§ **Given problem A**
In the blog post about the roast goose scene, what trade did Kat follow before the war?
§ **Given problem B**
Write the next part of the blog post about the roast goose scene, picking up after its final sentence.

§ **Selected excerpt**
::::::::::

Thursday, December 18, 2008

wild goose chase

For last season's edition of Novel Food, I chose a story set in France during World War II as my inspiration. This season, we're still in France, but we've gone back further, to World War I, and the story is told from the German perspective. My inspiration for the Winter 2008 edition of Novel Food comes from All Quiet on the Western Front, by Erich Maria Remarque.

I know that All Quiet on the Western Front is thought of as a war novel, not a food novel, but food is a definite and recurring theme in Remarque's most famous work. The opening scene takes place at the mess hall. There's an impromptu feast prepared under shellfire. And there is one of the greatest non-romantic love scenes in literature: the roast goose.

The story is narrated by Paul Bäumer, age nineteen, who enlists in the German Army with a group of schoolmates. His closest friend is Stanislaus Katczinsky, nicknamed Kat, a former cobbler with an uncanny ability to forage for food and make a decent meal, no matter how poor the army rations are. One day, when Paul and Kat are out on wiring fatigue (laying barbed wire), they hear the cackle of geese coming from a shed. Later that night, they sneak out, kill a goose, and roast it for supper.

"We sit opposite one another, Kat and I, two soldiers in shabby coats, cooking a goose in the middle of the night. We don't talk much, but I believe we have a more complete communion with one another than even lovers have.

We are two men, two minute sparks of life; outside is the night and the circle of death. We sit on the edge of it crouching in danger, the grease drips from our hands, in our hearts we are close to one another, and the hour is like the room: flecked over with the lights and shadows of our feelings cast by a quiet fire. What does he know of me or I of him? Formerly we should not have had a single thought in common - now we sit with a goose between us and feel in unison, are so intimate that we do not even speak.

It takes a long time to roast a goose, even when it is young and fat. So we take turns. One bastes it while the other lies down and sleeps. A grand smell gradually fills the hut."

Once the goose is cooked, the two have a quiet feast:

"In the middle of the room shines the brown goose. We take out our collapsible forks and our pocket-knives and each cuts off a leg. With it we have army bread dipped in gravy. We eat slowly and with gusto.
"How does it taste, Kat?"

"Good! And yours?"

"Good, Kat."

I love this scene because the image is so simple, yet so powerful. Remarque invokes the primal fears of death and darkness, but Paul and Kat are safe, if only for a brief while, warded by warmth, food, and companionship. I decided that I definitely wanted to roast a goose for Novel Food.

::::::::::

§ **Entries provided**
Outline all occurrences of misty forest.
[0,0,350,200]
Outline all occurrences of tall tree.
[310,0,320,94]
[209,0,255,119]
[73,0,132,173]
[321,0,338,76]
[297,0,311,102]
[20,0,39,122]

::::::::::

§ **Task result A**
He was a cobbler.

§ **Task result B**
Procuring a goose proved to be a bigger challenge than I expected. None of my usual haunts carried geese. A venture into Chinatown proved unsuccessful. I did learn that Savenor's carries geese, but I balked upon hearing their price per pound.* It was almost enough to make me set out with a bow and arrow with the aim of shooting my own. (I know a spot on the bank of the Charles that is frequented by a gaggle of geese.)

Almost, mind you. I can report that no geese on the Charles were harmed in the production of this post, and I have not jeopardized my fitness to pass the bar with any charges for possession of a deadly weapon. I ultimately decided that the spirit of the dish was more important than literal adherence to the form, and so I elected to roast a duck instead.

Ducks and geese belong to the same family. Geese are much larger, and the meat is a little coarser, but both are entirely dark meat, and both are insulated by a generous layer of fat. They can be cooked using the same method, and so I chose to prepare a duck as I would a goose.

Given that the inspiration for this meal was a goose roasted on a makeshift spit over a fire, I decided to keep it relatively simple, stuffing the duck with a mixture of chopped apples and prunes, and seasoning it with plain coarse salt. I served the duck with pan gravy, red cabbage, and boiled potatoes, in keeping with the vaguely German theme of the meal.

Tom and Kitty joined me for dinner. It was a welcome respite from the hell of finals week.

Roast Duck with Apple-Prune Stuffing

I roasted a duck that weighed approximately five pounds. According to The Joy of Cooking, the cooking time is fifteen to twenty minutes per pound, plus half an hour if the duck is stuffed, so my duck should have been cooked after two hours and ten minutes. However, I don't own a meat thermometer, and two hours seemed a little short to me, so my duck actually spent closer to three hours in the oven. I'll let you (or your meat thermometer) decide on your exact cooking time.

(Recipe not for one, unless you're roasting a very small duck, or you really like leftovers.)

Preheat the oven to 450F.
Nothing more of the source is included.